> [Passage to read]:
....................
A Partial Persistent Data Structure to Support ... - Semantic Scholar

A Partial Persistent Data Structure to Support Consistency in Real-time Collaborative Editing Qinyi Wu #1 , Calton Pu #2 , João Eduardo Ferreira 3 #

College of Computing, Georgia Institute of Technology, USA 1 2

∗

{qxw, calton}@cc.gatech.edu

Department of Computer Science, University of São Paulo, Brazil 3

[email protected]

Abstract— Co-authored documents are becoming increasingly important for knowledge representation and sharing. Tools for supporting document co-authoring are expected to satisfy two requirements: 1) querying changes over editing histories; 2) maintaining data consistency among users. Current tools support either limited queries or are not suitable for loosely controlled collaborative editing scenarios. We address both problems by proposing a new persistent data structure—partial persistent sequence. The new data structure enables us to create unique character identifiers that can be used for associating metainformation and tracking their changes, and also design simple view synchronization algorithms to guarantee data consistency under the presence of concurrent updates. Experiments based on real-world collaborative editing traces show that our data structure uses disk space economically and provides efficient performance for document update and retrieval.
....................
> [Source data]:
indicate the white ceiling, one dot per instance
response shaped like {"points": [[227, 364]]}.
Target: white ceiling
....................
> [Exercise goal]: Say whether each statement agrees with the abstract on the partial persistent sequence, answering yes or no and quoting the deciding words: (a) The proposed data structure is called a partial persistent sequence. (b) The experiments were based on simulated editing traces. (c) Document co-authoring tools are expected to satisfy three requirements. Rely only on the abstract, not on the data.

> [Response]:
(a) Yes: "proposing a new persistent data structure—partial persistent sequence"
(b) No: "Experiments based on real-world collaborative editing traces"
(c) No: "Tools for supporting document co-authoring are expected to satisfy two requirements"